--- TEXT UNDER STUDY ---

Apparently no member of the management teams or board of directors of either Joule Unlimited or Rusnano USA notified CFIUS of the transaction before it took place.
This is surprising, given the sophistication and business experience of both parties, as well as typical practices in such transactions.
Established in 1988, CFIUS is an interagency board consisting of representatives from nine major cabinet departments, the most significant being the Dept. of Treasury, whose representative chairs the board, and the Department of State.
Assistant Secretary of State for Economy, Energy and Business Affairs Jose W. Fernandez served as the Department of State’s representative to CFIUS at the time it ignored the Rusnano investment in Joule Unlimited.
Nominated by President Obama and confirmed by the Senate, Fernandez was sworn in on December 1, 2009 and was the State Department’s representative on the CFIUS board in October 2010 when it approved the controversial acquisition of Uranium One...
the Canadian company that owned 20 percent of U.S. uranium reserves, by ARMZ, which is wholly owned by the Russian government.
That controversial approval came just four months after former President Bill Clinton–husband to then Secretary of State Hillary Clinton, also the co-founder of the Clinton Foundation–was paid $500,000 by Renaissance Capital “for his 90-minute June 29, 2010, speech.
“Renaissance Capital had ties with the Kremlin and was talking up the Uranium One purchase in 2010, giving it an encouraging investment rating in Russia right at the time the U.S. was considering approval of the uranium sale, according to reports in the New York Times in 2015,”

--- RECORD SET ---

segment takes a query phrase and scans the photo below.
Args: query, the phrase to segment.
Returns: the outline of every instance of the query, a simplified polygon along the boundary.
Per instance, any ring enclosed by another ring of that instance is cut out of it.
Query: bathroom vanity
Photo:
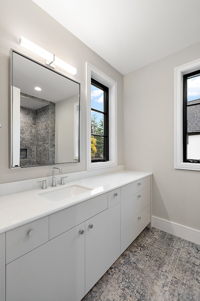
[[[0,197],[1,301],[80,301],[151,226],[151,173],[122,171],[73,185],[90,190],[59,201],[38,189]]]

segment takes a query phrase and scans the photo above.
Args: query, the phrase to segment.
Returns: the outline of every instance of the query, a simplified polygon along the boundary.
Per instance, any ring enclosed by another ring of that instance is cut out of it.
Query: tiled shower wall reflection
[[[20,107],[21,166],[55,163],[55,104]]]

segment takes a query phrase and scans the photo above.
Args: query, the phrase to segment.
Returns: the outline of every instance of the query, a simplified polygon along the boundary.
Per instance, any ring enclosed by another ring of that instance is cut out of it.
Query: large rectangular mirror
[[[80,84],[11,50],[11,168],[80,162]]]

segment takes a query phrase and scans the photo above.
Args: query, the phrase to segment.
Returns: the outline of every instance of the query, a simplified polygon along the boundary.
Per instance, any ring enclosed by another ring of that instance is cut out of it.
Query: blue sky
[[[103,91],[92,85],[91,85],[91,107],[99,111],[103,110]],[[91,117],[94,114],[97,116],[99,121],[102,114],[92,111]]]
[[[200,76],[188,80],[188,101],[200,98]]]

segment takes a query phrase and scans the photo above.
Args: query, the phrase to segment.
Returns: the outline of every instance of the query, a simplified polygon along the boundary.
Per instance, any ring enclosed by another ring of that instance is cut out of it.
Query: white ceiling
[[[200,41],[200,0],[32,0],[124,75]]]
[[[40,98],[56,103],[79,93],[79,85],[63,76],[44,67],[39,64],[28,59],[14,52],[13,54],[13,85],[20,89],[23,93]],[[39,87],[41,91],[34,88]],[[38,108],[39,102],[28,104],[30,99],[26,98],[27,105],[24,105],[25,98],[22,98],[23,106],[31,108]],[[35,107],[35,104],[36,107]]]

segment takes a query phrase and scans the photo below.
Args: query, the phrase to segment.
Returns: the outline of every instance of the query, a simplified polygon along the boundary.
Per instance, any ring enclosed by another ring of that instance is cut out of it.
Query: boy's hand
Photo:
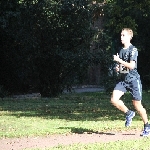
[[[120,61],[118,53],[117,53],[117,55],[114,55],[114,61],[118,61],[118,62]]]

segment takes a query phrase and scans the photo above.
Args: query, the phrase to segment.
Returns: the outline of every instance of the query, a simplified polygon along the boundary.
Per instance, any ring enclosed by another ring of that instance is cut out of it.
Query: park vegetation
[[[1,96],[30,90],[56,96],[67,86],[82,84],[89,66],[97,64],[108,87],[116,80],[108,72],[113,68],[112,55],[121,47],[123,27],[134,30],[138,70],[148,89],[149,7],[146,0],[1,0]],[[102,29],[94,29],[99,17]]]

---
--- RECORD SET ---

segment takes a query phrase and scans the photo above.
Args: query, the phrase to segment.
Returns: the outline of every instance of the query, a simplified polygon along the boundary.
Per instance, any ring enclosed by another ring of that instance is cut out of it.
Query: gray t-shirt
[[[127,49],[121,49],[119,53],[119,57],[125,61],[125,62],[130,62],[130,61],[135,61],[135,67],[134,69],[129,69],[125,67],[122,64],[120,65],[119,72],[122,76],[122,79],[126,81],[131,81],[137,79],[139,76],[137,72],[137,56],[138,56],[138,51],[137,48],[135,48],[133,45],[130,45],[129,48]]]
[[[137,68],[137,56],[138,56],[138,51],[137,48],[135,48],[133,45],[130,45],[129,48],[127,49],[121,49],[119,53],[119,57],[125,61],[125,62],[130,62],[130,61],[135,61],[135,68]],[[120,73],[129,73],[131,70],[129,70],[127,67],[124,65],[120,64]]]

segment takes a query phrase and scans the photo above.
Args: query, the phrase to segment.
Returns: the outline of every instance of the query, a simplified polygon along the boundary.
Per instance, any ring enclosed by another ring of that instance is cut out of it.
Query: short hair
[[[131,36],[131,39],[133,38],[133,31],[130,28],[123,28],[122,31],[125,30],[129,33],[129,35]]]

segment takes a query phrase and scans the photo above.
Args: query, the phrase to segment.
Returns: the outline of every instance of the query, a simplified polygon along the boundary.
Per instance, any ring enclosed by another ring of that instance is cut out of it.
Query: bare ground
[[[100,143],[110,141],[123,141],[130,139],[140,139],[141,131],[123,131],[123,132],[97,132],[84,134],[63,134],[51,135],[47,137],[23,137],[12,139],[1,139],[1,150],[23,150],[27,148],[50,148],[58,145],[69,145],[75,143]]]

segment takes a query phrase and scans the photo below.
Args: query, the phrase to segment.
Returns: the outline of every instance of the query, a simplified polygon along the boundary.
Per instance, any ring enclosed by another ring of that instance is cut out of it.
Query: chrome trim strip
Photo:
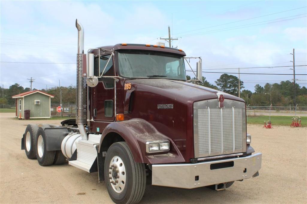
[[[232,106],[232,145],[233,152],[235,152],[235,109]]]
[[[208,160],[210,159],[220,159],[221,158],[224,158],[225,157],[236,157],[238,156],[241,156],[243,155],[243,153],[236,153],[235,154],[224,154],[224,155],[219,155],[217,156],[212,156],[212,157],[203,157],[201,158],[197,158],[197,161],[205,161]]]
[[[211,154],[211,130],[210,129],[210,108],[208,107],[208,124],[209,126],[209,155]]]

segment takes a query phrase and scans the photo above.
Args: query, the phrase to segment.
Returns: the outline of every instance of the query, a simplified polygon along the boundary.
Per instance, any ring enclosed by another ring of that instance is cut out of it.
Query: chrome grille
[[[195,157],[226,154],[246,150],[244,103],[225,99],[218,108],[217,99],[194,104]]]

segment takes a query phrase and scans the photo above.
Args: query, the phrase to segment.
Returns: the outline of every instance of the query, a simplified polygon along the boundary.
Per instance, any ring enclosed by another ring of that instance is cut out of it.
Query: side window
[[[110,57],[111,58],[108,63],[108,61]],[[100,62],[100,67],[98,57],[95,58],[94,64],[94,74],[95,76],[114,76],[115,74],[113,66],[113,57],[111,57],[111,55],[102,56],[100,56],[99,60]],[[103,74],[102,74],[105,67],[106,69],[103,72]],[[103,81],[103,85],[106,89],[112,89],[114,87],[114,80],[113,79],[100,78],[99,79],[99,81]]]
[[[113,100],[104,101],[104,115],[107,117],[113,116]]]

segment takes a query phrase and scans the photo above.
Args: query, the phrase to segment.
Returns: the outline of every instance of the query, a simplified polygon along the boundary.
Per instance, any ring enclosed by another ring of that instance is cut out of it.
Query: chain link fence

---

## TASKS FOR THIS EXERCISE
1. According to the text on CFIUS and the Rusnano investment, in what year was CFIUS established?
2. Reproduce the part of the text on CFIUS and the Rusnano investment between "Assistant Secretary of" and "the Russian government.", inclusive.

## SOLUTIONS BY TASK
1. 1988

2.
Assistant Secretary of State for Economy, Energy and Business Affairs Jose W. Fernandez served as the Department of State’s representative to CFIUS at the time it ignored the Rusnano investment in Joule Unlimited.
Nominated by President Obama and confirmed by the Senate, Fernandez was sworn in on December 1, 2009 and was the State Department’s representative on the CFIUS board in October 2010 when it approved the controversial acquisition of Uranium One...
the Canadian company that owned 20 percent of U.S. uranium reserves, by ARMZ, which is wholly owned by the Russian government.